Task requirements: Rescale the entries from the line with "Detection task — does any church" to the line with "[622, 274, 638, 303]" by writing out every line again, detection lines included. Multiply each bounding-box coordinate in the answers by 2.25 and round to whole numbers, halves up, but leave the detection lines and their sample boxes unchanged.

Lines of data
_ _ _ _

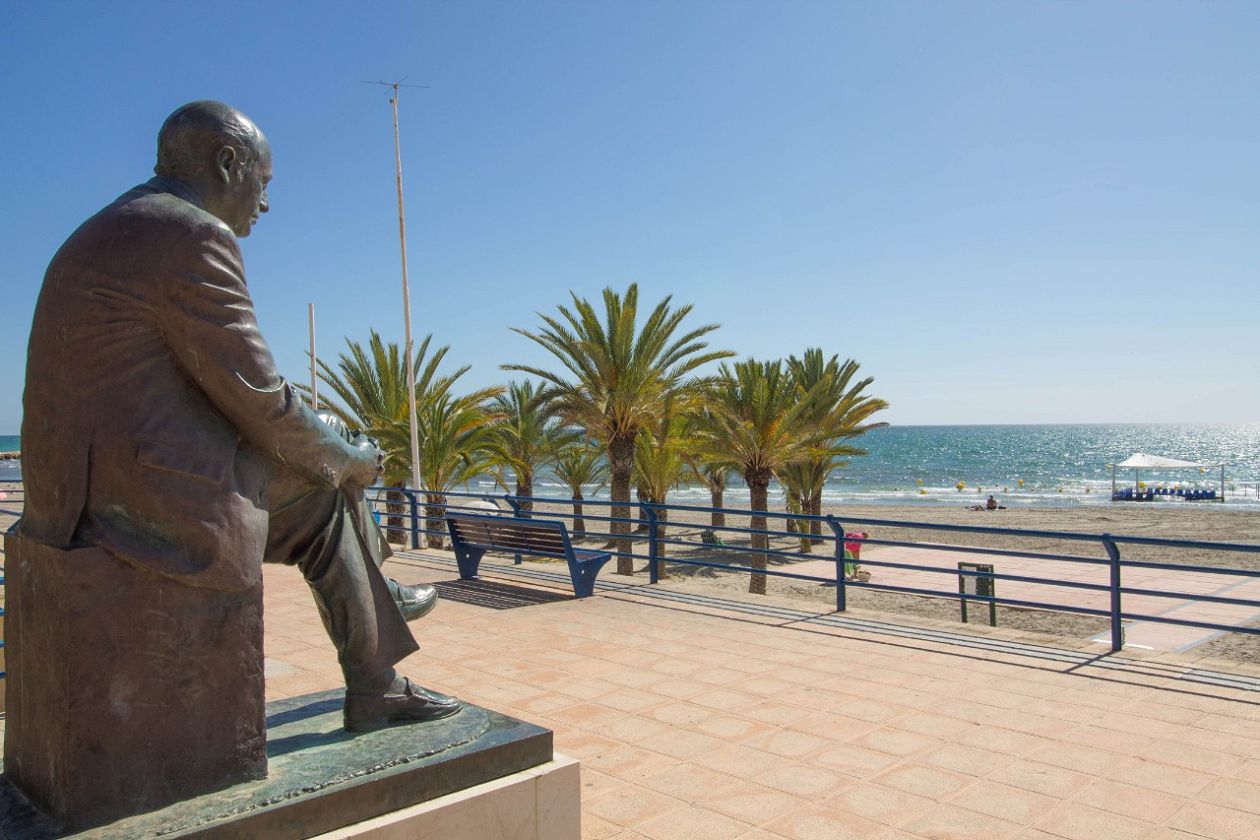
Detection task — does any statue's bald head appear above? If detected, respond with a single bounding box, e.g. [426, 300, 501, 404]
[154, 99, 271, 237]
[154, 99, 262, 179]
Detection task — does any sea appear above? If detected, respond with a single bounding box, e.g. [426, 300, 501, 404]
[0, 423, 1260, 513]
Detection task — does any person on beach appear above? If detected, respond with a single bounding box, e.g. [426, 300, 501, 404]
[18, 101, 461, 730]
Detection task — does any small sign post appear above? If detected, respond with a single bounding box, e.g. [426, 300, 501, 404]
[958, 563, 998, 627]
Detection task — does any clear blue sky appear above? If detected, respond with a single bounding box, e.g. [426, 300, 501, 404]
[0, 0, 1260, 433]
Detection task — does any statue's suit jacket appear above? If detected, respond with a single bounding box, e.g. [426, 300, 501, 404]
[19, 178, 365, 589]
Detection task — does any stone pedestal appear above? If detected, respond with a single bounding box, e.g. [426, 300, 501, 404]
[4, 534, 267, 831]
[0, 691, 564, 840]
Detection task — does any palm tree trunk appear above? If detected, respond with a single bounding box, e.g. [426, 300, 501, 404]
[609, 434, 634, 574]
[656, 508, 669, 581]
[573, 492, 586, 539]
[709, 485, 726, 528]
[425, 492, 446, 548]
[517, 472, 534, 519]
[384, 490, 407, 545]
[805, 491, 823, 544]
[745, 474, 770, 594]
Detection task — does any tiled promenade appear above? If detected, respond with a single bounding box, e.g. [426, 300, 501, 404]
[258, 553, 1260, 840]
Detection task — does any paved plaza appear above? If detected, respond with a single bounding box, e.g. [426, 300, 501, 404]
[258, 552, 1260, 840]
[4, 488, 1260, 840]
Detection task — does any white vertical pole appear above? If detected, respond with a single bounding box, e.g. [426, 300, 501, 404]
[389, 82, 420, 490]
[306, 304, 319, 411]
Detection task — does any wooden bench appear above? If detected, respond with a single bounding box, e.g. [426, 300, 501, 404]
[446, 511, 612, 598]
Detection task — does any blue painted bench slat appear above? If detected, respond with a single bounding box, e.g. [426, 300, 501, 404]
[446, 511, 612, 598]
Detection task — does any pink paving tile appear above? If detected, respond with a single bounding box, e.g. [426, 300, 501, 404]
[243, 557, 1260, 840]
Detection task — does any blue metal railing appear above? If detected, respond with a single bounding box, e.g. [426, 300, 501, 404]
[369, 487, 1260, 651]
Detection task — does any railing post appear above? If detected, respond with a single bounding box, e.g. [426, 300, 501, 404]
[639, 504, 660, 583]
[827, 514, 848, 612]
[402, 487, 420, 552]
[1103, 534, 1124, 654]
[503, 492, 527, 565]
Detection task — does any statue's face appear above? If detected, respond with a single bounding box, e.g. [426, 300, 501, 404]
[229, 132, 271, 237]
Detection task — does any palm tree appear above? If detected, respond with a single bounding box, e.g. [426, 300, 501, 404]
[692, 463, 732, 528]
[486, 382, 577, 513]
[552, 441, 609, 539]
[781, 348, 888, 541]
[381, 388, 500, 548]
[315, 330, 469, 542]
[634, 409, 688, 577]
[696, 359, 819, 594]
[503, 283, 731, 574]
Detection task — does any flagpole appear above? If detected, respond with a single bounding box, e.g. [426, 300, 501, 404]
[389, 82, 421, 498]
[306, 304, 319, 411]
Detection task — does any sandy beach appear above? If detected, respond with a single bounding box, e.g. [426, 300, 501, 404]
[0, 485, 1260, 662]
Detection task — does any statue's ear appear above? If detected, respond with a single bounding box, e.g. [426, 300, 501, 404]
[214, 146, 236, 184]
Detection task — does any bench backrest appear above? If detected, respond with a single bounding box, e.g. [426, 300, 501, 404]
[446, 513, 572, 558]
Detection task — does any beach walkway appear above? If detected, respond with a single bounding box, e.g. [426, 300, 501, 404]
[791, 545, 1260, 651]
[255, 552, 1260, 840]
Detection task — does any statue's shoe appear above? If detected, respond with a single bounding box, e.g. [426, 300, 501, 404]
[344, 676, 464, 732]
[388, 578, 437, 621]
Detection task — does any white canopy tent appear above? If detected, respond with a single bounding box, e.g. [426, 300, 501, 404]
[1111, 452, 1225, 501]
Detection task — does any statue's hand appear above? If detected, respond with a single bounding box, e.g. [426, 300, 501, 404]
[345, 432, 386, 487]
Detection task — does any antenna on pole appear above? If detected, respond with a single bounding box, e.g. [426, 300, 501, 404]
[306, 304, 319, 412]
[364, 76, 425, 498]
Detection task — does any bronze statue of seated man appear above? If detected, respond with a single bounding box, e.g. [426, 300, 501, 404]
[18, 101, 460, 730]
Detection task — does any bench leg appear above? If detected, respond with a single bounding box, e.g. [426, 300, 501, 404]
[455, 548, 485, 581]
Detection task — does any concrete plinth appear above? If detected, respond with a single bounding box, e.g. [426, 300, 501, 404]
[4, 534, 267, 830]
[315, 754, 582, 840]
[0, 691, 561, 840]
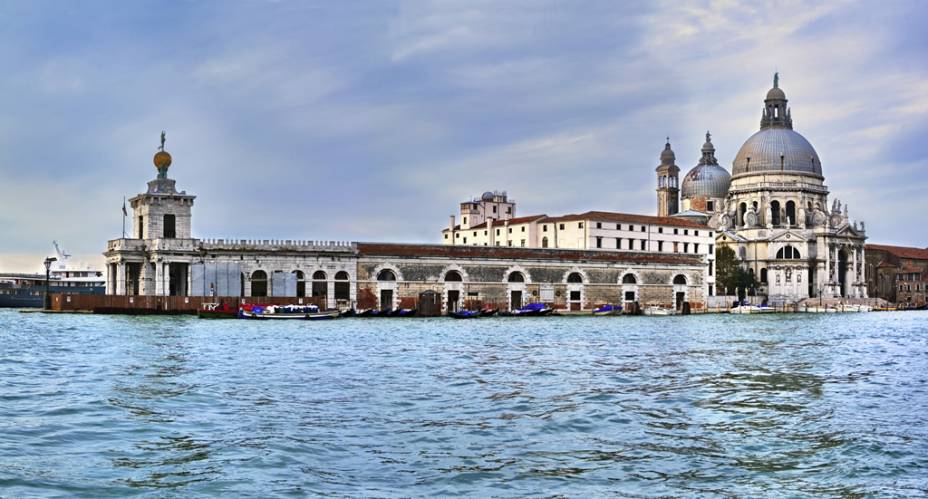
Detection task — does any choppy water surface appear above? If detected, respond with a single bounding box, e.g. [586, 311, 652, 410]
[0, 311, 928, 497]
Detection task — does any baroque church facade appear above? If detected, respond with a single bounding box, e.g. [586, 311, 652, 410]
[657, 75, 868, 303]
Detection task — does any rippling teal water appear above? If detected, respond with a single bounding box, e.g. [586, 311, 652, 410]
[0, 310, 928, 497]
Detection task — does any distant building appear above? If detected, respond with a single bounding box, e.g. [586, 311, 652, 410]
[867, 244, 928, 307]
[676, 76, 867, 303]
[104, 141, 713, 312]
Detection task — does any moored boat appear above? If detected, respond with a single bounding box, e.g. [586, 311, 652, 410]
[644, 305, 676, 316]
[197, 303, 239, 319]
[448, 310, 482, 319]
[593, 303, 622, 315]
[238, 303, 330, 320]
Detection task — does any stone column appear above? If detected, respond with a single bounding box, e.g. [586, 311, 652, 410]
[325, 280, 336, 309]
[155, 261, 166, 296]
[116, 261, 126, 296]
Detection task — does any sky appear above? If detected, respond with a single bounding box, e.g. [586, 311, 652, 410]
[0, 0, 928, 271]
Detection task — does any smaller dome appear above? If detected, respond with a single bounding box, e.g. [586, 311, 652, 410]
[661, 137, 677, 165]
[152, 151, 171, 170]
[766, 87, 786, 100]
[680, 165, 731, 199]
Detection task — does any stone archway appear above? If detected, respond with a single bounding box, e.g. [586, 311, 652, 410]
[838, 248, 849, 297]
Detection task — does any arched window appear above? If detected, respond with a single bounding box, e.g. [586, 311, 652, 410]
[293, 270, 306, 298]
[251, 270, 267, 296]
[777, 246, 801, 260]
[335, 270, 351, 300]
[377, 269, 396, 281]
[312, 270, 329, 296]
[767, 201, 780, 227]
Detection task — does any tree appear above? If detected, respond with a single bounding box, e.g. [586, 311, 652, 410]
[715, 246, 757, 299]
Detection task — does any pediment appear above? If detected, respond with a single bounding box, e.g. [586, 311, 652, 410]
[768, 230, 809, 243]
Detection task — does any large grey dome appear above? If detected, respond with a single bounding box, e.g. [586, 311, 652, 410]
[680, 165, 731, 199]
[732, 128, 822, 176]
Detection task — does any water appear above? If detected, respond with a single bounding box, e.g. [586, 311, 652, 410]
[0, 310, 928, 497]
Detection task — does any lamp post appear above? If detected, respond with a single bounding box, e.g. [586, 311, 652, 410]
[43, 256, 58, 310]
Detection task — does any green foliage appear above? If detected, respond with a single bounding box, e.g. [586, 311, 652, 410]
[715, 246, 757, 297]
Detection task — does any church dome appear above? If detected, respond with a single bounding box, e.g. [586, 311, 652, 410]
[765, 87, 786, 100]
[731, 74, 822, 177]
[680, 165, 731, 199]
[732, 128, 822, 176]
[680, 132, 731, 199]
[661, 137, 677, 165]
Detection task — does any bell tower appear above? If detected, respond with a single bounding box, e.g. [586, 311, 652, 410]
[654, 137, 680, 217]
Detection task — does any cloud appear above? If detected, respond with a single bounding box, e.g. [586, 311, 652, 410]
[0, 0, 928, 270]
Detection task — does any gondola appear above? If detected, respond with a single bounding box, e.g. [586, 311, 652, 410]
[448, 310, 481, 319]
[593, 303, 622, 315]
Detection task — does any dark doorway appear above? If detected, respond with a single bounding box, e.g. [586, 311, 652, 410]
[768, 201, 780, 227]
[168, 263, 187, 296]
[251, 270, 267, 297]
[380, 289, 393, 310]
[570, 291, 580, 310]
[838, 250, 847, 296]
[312, 270, 329, 298]
[335, 270, 351, 301]
[448, 291, 461, 312]
[164, 215, 177, 239]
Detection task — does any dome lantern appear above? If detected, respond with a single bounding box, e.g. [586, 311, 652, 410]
[152, 130, 171, 179]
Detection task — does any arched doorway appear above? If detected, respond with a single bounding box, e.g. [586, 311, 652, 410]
[251, 270, 267, 296]
[445, 270, 464, 313]
[293, 270, 306, 298]
[767, 201, 781, 227]
[786, 201, 798, 227]
[838, 249, 848, 296]
[673, 274, 687, 310]
[335, 270, 351, 306]
[506, 271, 525, 310]
[312, 270, 329, 301]
[377, 269, 396, 310]
[567, 272, 583, 310]
[622, 274, 638, 303]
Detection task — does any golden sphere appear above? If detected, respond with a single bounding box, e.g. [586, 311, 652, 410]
[152, 151, 171, 168]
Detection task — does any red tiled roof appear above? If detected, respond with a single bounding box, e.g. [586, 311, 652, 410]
[358, 243, 702, 265]
[865, 244, 928, 260]
[442, 211, 712, 232]
[442, 215, 548, 232]
[544, 211, 711, 230]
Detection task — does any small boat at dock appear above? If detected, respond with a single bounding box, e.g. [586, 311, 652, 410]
[197, 303, 238, 319]
[593, 303, 622, 315]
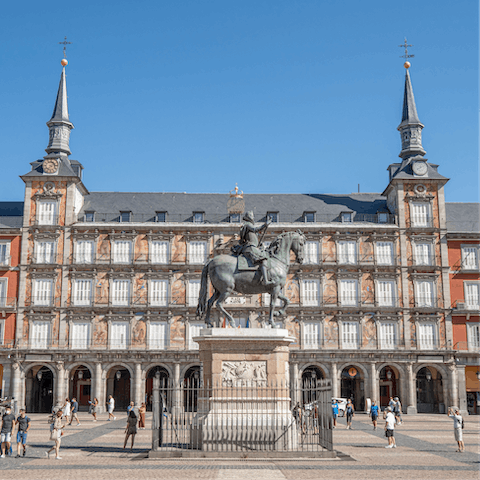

_ _ _ _

Response:
Detection task — does any church dome appear above? If detected, respond with a single bounding box, e.g. [586, 311, 652, 410]
[1721, 196, 1769, 225]
[1645, 167, 1850, 398]
[1530, 371, 1645, 448]
[1647, 288, 1850, 396]
[1530, 297, 1645, 448]
[1487, 308, 1523, 371]
Detection task — does any bell tower appear above? If detected, respond with a single bounding box, e.g. [586, 311, 652, 410]
[1472, 308, 1530, 488]
Detection task — does any cloud appear above? If detected, respond with a single bounding box, e.g. [586, 311, 652, 410]
[0, 0, 2088, 608]
Detection task — does any gondola appear above? If detected, respond with a single bounding box, e.g. [586, 311, 652, 410]
[1008, 698, 1082, 718]
[1334, 682, 1400, 709]
Detection task — does any dark doorway appear above? If detected, respond with a single bounding box, e.g. [586, 311, 652, 410]
[1728, 452, 1755, 511]
[378, 592, 421, 666]
[565, 608, 601, 668]
[855, 650, 884, 698]
[1283, 655, 1305, 698]
[1886, 563, 1906, 666]
[702, 608, 740, 671]
[754, 608, 790, 677]
[1008, 655, 1037, 702]
[369, 484, 398, 538]
Detection task — does any dome lantern appear above? If detected, respond with a single bounding box, e.g. [586, 311, 652, 410]
[342, 293, 385, 403]
Detection task — does any arched doorway appear above? If detected, respond with a single bounding box, e.g. [586, 311, 652, 410]
[565, 608, 601, 666]
[1001, 608, 1044, 704]
[659, 608, 689, 671]
[1726, 452, 1757, 511]
[1769, 452, 1796, 511]
[1886, 560, 1908, 666]
[1514, 617, 1546, 698]
[754, 608, 790, 689]
[1139, 610, 1181, 698]
[702, 608, 740, 677]
[848, 605, 891, 698]
[1276, 612, 1312, 698]
[1400, 617, 1436, 682]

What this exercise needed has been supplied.